Given entries:
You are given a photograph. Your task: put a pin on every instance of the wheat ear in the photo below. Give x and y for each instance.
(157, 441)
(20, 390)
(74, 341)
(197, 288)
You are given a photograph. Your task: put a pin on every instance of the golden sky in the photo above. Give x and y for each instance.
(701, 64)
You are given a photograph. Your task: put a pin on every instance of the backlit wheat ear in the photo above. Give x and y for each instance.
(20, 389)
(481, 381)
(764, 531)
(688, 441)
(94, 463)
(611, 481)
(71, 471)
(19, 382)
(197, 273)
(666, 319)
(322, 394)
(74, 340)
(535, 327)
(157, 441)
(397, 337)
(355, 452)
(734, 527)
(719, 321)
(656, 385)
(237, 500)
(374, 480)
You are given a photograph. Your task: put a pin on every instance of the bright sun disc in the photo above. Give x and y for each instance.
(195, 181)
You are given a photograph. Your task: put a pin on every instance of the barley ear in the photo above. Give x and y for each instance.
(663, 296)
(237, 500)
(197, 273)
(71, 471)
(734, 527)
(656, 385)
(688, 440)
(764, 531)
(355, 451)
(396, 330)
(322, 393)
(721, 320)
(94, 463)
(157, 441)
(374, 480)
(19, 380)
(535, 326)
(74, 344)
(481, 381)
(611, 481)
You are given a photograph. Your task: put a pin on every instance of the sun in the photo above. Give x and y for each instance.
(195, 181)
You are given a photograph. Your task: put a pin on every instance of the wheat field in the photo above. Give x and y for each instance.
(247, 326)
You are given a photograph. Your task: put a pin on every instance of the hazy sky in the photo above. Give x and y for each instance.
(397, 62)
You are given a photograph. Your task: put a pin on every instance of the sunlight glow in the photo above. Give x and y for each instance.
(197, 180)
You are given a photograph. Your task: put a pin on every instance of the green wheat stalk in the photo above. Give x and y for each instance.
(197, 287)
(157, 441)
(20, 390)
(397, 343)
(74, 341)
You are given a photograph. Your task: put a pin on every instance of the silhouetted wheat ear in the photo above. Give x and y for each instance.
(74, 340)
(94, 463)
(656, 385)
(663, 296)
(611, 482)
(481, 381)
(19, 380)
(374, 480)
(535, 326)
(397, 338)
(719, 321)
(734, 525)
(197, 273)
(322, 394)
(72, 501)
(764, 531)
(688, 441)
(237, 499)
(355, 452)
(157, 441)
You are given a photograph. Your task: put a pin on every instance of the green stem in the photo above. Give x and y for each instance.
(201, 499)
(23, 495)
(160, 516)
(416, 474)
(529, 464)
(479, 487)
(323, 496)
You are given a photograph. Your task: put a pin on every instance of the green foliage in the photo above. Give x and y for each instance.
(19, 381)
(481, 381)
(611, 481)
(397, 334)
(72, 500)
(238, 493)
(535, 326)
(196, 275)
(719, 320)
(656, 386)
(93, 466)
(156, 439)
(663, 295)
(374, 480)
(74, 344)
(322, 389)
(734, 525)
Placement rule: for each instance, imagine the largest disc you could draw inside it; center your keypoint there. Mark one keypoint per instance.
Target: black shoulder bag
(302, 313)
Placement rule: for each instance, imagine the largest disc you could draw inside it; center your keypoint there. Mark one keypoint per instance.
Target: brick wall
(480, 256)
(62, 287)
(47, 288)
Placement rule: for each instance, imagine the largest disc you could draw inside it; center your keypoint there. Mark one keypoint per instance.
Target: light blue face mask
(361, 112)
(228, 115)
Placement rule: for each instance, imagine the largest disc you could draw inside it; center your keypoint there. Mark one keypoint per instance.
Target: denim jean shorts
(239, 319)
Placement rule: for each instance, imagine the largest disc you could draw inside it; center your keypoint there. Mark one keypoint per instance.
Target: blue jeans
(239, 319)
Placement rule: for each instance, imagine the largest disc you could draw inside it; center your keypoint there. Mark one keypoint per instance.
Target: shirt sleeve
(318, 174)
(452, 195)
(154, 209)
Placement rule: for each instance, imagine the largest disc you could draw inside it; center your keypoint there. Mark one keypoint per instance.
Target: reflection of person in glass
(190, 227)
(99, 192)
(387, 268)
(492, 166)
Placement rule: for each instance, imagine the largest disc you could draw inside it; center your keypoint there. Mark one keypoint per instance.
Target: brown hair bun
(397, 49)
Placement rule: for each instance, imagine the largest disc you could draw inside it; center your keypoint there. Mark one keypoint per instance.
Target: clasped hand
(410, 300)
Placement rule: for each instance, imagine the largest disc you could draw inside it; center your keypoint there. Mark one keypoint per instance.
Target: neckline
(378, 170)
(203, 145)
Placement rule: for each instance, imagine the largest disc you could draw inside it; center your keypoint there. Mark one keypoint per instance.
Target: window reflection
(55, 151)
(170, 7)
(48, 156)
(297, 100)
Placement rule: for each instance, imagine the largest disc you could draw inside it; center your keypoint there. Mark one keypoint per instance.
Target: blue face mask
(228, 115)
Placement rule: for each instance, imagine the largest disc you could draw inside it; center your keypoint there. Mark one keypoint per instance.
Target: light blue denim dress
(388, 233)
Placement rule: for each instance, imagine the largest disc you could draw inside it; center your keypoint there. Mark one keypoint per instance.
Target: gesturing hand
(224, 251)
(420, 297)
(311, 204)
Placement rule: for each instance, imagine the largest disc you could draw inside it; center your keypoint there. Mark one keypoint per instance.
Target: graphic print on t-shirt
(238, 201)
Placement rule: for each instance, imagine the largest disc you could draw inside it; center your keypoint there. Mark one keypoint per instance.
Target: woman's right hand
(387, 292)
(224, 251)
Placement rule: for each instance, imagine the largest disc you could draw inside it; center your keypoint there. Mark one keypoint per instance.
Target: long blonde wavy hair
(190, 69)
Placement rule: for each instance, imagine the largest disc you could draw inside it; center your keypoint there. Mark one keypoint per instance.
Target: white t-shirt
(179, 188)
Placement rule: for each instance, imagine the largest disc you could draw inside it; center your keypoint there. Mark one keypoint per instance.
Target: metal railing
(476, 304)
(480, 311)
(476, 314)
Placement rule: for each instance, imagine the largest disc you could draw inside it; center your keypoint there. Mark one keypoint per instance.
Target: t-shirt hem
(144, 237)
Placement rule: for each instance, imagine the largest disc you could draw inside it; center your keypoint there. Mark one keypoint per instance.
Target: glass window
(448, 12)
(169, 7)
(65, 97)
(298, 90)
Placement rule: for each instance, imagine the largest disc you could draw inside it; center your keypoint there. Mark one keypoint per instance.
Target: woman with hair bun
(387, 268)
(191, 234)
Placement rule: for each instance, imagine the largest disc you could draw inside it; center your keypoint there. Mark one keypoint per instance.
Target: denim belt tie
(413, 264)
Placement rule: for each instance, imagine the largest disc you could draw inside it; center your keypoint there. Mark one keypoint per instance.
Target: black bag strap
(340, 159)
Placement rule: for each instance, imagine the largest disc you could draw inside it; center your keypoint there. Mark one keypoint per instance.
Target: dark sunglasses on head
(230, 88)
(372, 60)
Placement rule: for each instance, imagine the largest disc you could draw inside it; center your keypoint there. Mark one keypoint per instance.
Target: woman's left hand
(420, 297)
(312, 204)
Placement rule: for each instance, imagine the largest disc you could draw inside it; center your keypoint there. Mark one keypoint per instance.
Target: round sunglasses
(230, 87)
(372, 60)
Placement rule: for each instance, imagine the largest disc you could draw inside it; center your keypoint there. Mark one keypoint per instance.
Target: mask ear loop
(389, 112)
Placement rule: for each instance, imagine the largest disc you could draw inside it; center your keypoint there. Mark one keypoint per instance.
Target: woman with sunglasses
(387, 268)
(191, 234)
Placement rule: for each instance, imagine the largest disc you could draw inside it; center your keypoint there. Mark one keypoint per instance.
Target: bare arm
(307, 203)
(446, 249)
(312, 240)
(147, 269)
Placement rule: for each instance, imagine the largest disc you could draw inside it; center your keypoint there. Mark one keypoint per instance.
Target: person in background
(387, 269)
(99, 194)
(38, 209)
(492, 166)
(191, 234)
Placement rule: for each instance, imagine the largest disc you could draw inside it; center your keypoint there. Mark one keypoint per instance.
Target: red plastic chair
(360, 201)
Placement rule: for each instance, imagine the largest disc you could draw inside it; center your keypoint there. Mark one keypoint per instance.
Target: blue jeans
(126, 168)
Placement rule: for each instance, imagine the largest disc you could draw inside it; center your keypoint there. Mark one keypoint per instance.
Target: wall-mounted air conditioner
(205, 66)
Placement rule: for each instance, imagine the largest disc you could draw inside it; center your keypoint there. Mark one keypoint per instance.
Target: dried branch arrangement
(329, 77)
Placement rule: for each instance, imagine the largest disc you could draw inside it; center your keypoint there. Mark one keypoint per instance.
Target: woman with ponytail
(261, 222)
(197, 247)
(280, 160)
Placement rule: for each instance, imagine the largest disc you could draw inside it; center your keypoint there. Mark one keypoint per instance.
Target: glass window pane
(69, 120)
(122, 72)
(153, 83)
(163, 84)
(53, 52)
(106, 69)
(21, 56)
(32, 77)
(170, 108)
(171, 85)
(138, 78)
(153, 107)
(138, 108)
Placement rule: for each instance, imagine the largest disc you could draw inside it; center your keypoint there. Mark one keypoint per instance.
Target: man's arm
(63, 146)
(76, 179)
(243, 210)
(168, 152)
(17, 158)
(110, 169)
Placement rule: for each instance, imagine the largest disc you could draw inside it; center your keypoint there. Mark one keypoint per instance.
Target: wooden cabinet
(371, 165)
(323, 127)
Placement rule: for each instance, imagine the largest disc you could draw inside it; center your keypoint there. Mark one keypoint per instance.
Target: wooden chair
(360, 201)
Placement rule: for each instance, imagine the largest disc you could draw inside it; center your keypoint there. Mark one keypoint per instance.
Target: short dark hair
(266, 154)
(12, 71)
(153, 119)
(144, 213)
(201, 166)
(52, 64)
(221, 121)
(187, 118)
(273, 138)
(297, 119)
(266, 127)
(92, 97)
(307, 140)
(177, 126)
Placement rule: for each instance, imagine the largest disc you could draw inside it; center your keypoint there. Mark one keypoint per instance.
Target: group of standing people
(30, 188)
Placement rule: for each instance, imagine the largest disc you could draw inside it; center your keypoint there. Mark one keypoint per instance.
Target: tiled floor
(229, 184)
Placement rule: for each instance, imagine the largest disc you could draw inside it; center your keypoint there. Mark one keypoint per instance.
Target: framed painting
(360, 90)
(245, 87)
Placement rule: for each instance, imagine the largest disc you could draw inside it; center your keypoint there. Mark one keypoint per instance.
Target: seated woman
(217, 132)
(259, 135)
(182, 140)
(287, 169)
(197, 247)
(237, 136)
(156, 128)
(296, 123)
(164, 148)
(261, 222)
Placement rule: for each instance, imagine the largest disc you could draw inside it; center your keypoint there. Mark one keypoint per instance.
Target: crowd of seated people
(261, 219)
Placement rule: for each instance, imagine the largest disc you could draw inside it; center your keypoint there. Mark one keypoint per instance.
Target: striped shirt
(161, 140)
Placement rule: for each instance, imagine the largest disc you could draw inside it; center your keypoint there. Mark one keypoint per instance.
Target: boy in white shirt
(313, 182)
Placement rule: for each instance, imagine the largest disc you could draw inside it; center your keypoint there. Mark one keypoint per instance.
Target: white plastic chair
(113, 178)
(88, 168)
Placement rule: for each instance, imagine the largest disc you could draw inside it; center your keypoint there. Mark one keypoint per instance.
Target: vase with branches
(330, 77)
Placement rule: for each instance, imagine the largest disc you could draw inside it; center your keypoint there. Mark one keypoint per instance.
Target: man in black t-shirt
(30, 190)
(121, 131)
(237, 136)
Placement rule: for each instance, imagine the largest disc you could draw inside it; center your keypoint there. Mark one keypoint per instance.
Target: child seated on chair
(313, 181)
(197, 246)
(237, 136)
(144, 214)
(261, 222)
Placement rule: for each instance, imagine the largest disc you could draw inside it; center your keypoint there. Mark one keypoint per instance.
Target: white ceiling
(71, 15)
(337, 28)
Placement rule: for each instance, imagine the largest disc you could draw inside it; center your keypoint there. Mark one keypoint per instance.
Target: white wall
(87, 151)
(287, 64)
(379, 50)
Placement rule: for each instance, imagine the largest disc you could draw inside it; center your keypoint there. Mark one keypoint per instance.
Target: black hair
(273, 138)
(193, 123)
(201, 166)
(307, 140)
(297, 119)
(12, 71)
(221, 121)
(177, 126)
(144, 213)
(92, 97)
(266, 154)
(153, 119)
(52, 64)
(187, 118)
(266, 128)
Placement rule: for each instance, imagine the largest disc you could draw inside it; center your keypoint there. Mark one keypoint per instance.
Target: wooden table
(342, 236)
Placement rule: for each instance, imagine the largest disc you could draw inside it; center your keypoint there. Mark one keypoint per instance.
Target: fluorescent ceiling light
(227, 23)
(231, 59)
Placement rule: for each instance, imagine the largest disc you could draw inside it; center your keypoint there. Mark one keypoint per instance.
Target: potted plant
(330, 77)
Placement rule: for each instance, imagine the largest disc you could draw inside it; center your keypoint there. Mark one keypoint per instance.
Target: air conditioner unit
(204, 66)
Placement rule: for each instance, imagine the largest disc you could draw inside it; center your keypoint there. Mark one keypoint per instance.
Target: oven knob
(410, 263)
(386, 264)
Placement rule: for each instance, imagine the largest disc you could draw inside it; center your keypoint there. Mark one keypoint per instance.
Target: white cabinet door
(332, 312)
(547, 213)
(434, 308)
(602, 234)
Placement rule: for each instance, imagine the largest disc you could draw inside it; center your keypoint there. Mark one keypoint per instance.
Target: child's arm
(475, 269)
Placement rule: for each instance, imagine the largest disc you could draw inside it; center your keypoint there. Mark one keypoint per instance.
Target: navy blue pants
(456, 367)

Problem to solve: Only the lines from the one with "Target: white cabinet door" through the end of the material are wanted; copy them exactly, both ends included.

Solution to this exercise:
Target: white cabinet door
(332, 312)
(547, 213)
(434, 308)
(602, 234)
Placement rule: for each instance, imagine the largest disc you could draw inside it; center your keypoint there. Mark one keypoint per instance.
Target: child's arm
(475, 269)
Placement rule: for each instance, imagine the largest disc you could draw inside it; center your keypoint there. Mark one keypoint per instance.
Target: navy blue pants
(456, 367)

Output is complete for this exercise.